(TO BE DONE): Swap "gold" for "silver" in these lines and change nothing else.

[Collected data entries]
((

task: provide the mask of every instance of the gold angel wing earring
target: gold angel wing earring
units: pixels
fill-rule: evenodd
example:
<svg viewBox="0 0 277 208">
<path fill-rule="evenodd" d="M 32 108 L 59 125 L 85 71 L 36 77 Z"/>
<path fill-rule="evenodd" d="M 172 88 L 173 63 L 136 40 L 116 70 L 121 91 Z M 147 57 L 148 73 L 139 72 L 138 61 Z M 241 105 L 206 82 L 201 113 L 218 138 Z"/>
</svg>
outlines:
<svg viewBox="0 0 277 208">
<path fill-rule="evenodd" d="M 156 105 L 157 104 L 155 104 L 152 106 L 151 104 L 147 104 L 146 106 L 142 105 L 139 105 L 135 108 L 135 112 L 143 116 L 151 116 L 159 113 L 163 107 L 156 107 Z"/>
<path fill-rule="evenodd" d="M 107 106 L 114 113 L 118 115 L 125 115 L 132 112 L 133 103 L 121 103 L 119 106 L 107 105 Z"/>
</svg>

))

(CORRECT OUTPUT):
task: provide the mask of every instance of the silver angel wing earring
target: silver angel wing earring
units: pixels
fill-rule: evenodd
example:
<svg viewBox="0 0 277 208">
<path fill-rule="evenodd" d="M 32 108 L 59 125 L 85 71 L 36 77 Z"/>
<path fill-rule="evenodd" d="M 172 88 L 173 63 L 136 40 L 116 70 L 121 91 Z M 147 57 L 148 73 L 139 72 L 138 61 Z M 241 105 L 206 82 L 201 113 L 218 138 Z"/>
</svg>
outlines:
<svg viewBox="0 0 277 208">
<path fill-rule="evenodd" d="M 156 105 L 157 104 L 155 104 L 152 106 L 151 104 L 147 104 L 146 106 L 142 105 L 139 105 L 135 108 L 135 112 L 143 116 L 151 116 L 159 113 L 163 107 L 156 107 Z"/>
<path fill-rule="evenodd" d="M 107 106 L 114 113 L 118 115 L 125 115 L 132 112 L 133 103 L 121 103 L 119 106 L 107 105 Z"/>
</svg>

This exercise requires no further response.